**SHORT TASK**
Copy out all the records, word for word.

**DATA RECORDS**
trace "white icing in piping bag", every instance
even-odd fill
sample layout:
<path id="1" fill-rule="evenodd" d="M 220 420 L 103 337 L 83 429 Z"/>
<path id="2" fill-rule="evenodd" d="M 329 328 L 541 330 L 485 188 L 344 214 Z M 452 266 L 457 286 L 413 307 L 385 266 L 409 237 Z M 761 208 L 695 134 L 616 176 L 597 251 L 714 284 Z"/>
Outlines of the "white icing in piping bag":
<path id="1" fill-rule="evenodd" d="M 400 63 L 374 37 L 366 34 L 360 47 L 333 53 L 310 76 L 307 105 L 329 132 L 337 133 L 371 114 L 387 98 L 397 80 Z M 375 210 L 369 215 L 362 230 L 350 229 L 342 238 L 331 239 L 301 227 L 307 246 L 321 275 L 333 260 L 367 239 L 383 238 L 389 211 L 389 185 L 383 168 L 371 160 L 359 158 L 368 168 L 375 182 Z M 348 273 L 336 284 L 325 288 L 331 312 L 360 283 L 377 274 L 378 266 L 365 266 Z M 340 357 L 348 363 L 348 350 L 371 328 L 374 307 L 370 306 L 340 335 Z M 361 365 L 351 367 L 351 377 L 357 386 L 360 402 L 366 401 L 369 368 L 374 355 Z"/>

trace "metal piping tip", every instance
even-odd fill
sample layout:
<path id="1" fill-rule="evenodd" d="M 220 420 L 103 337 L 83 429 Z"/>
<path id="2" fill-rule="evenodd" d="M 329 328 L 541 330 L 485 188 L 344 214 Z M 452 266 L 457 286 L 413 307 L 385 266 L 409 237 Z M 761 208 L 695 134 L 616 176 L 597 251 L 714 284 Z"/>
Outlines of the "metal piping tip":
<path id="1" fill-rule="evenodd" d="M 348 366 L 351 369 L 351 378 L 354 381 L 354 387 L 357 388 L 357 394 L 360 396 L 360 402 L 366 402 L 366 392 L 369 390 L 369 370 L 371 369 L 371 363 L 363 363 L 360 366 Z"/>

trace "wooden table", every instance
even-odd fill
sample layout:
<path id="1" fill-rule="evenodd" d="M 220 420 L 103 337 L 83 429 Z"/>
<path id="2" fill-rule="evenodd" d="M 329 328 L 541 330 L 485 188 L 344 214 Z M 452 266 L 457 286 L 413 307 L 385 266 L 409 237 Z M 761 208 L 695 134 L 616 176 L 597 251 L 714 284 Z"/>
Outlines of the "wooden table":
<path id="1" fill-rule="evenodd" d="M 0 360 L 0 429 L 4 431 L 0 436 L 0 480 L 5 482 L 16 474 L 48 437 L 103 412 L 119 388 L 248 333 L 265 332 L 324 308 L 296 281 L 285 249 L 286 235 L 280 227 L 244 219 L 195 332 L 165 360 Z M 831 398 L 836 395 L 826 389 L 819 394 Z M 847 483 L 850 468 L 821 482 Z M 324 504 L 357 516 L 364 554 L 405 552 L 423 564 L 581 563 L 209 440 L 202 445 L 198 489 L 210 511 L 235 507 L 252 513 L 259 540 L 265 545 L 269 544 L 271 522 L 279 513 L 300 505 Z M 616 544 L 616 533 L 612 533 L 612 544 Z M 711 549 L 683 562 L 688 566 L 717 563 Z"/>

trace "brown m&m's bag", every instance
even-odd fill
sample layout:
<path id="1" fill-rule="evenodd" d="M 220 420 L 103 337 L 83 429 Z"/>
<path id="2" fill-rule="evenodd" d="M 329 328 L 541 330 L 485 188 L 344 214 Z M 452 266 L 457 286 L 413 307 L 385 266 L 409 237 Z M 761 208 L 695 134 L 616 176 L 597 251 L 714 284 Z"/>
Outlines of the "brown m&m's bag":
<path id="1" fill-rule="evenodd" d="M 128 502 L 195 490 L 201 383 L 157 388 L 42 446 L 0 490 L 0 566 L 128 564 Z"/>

**COMPLETED EXERCISE**
trace "white icing in piping bag", every instance
even-odd fill
sample layout:
<path id="1" fill-rule="evenodd" d="M 220 420 L 103 337 L 83 429 Z"/>
<path id="2" fill-rule="evenodd" d="M 329 328 L 541 330 L 485 188 L 344 214 Z M 452 266 L 457 286 L 413 307 L 385 266 L 409 237 Z M 761 208 L 695 134 L 616 176 L 597 251 L 714 284 Z"/>
Outlines of the "white icing in piping bag":
<path id="1" fill-rule="evenodd" d="M 400 63 L 374 37 L 366 34 L 360 47 L 333 53 L 310 76 L 307 105 L 329 132 L 337 133 L 371 114 L 387 98 L 397 80 Z M 375 210 L 369 215 L 362 230 L 350 229 L 342 238 L 331 239 L 301 227 L 307 246 L 321 275 L 333 260 L 367 239 L 383 238 L 389 211 L 389 185 L 383 168 L 371 160 L 359 158 L 368 168 L 375 182 Z M 348 273 L 336 284 L 325 288 L 331 312 L 360 283 L 377 274 L 378 266 L 365 266 Z M 340 357 L 348 363 L 348 350 L 371 328 L 374 307 L 370 306 L 340 335 Z M 361 365 L 351 367 L 351 377 L 357 386 L 360 402 L 366 401 L 369 368 L 374 355 Z"/>

trace "metal piping tip", every instance
even-odd fill
sample layout:
<path id="1" fill-rule="evenodd" d="M 220 420 L 103 337 L 83 429 Z"/>
<path id="2" fill-rule="evenodd" d="M 329 328 L 541 330 L 485 188 L 344 214 Z M 452 266 L 457 286 L 413 307 L 385 266 L 409 237 Z M 761 208 L 695 134 L 616 176 L 597 251 L 714 284 Z"/>
Outlines of the "metal piping tip":
<path id="1" fill-rule="evenodd" d="M 348 366 L 351 369 L 351 378 L 354 381 L 354 387 L 357 388 L 357 394 L 360 396 L 360 402 L 366 402 L 366 392 L 369 390 L 369 370 L 371 369 L 371 363 L 363 363 L 360 366 Z"/>

trace "wooden table", every instance
even-odd fill
sample layout:
<path id="1" fill-rule="evenodd" d="M 220 420 L 103 337 L 83 429 Z"/>
<path id="2" fill-rule="evenodd" d="M 329 328 L 541 330 L 485 188 L 344 214 Z M 452 266 L 457 286 L 413 307 L 385 266 L 409 237 Z M 761 208 L 695 134 L 616 176 L 597 251 L 714 284 Z"/>
Outlines of the "wooden table":
<path id="1" fill-rule="evenodd" d="M 0 360 L 0 429 L 4 431 L 0 436 L 0 480 L 5 482 L 16 474 L 48 437 L 103 412 L 119 388 L 248 333 L 265 332 L 324 308 L 296 281 L 285 249 L 286 235 L 280 227 L 244 219 L 195 332 L 165 360 Z M 831 398 L 836 395 L 826 389 L 819 394 Z M 847 483 L 850 468 L 821 482 Z M 324 504 L 357 516 L 364 554 L 405 552 L 423 564 L 581 563 L 209 440 L 202 445 L 198 489 L 210 511 L 235 507 L 252 513 L 259 540 L 265 545 L 269 544 L 271 522 L 279 513 L 300 505 Z M 616 544 L 616 533 L 612 533 L 612 544 Z M 711 549 L 683 562 L 688 566 L 717 563 Z"/>

trace "brown m&m's bag", every instance
even-odd fill
sample layout:
<path id="1" fill-rule="evenodd" d="M 220 420 L 103 337 L 83 429 Z"/>
<path id="2" fill-rule="evenodd" d="M 329 328 L 541 330 L 485 188 L 344 214 Z M 452 266 L 457 286 L 413 307 L 385 266 L 409 237 Z M 761 208 L 695 134 L 616 176 L 597 251 L 714 284 Z"/>
Outlines of the "brown m&m's bag":
<path id="1" fill-rule="evenodd" d="M 128 502 L 195 490 L 201 383 L 157 388 L 42 446 L 0 490 L 0 566 L 128 564 Z"/>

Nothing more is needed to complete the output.